What you have to do :: Output verbatim the lines of the listing below, starting at the line with "Please annotate the blue" and ending with the line with "[283,185,331,194]", both included.

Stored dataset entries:
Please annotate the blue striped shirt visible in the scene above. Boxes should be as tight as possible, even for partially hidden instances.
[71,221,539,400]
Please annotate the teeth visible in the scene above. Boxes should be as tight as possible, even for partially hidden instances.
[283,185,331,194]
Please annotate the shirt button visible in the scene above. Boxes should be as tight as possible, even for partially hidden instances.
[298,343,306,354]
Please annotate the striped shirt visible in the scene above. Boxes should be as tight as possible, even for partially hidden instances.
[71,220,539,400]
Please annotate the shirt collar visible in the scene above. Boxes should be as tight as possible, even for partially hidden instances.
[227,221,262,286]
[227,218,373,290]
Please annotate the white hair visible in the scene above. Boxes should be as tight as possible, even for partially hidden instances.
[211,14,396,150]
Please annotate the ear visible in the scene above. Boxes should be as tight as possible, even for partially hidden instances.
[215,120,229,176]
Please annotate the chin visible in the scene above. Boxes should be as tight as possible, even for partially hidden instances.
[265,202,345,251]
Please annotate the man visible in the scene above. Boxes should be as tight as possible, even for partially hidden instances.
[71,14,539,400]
==
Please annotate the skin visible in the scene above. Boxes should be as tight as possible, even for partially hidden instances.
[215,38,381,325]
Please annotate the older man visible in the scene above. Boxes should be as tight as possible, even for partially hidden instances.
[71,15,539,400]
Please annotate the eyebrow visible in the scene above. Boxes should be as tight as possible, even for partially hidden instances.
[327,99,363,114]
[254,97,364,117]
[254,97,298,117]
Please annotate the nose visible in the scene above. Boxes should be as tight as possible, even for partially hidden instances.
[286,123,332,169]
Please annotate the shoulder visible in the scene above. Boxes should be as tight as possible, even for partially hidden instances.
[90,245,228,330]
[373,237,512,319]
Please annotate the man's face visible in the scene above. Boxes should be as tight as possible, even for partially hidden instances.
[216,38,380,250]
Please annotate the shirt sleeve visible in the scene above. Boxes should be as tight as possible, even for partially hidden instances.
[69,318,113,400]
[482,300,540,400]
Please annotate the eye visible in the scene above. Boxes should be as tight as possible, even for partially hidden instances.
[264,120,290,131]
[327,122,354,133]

Result of this task ::
Please annotate the blue striped shirt visible in the scene above. Boxes should be as tight as possible, even for partially hidden instances.
[71,221,539,400]
Please annotate the teeth visible in the scene above. Boxes should be as tight as possible, even for partially hidden instances.
[283,185,331,194]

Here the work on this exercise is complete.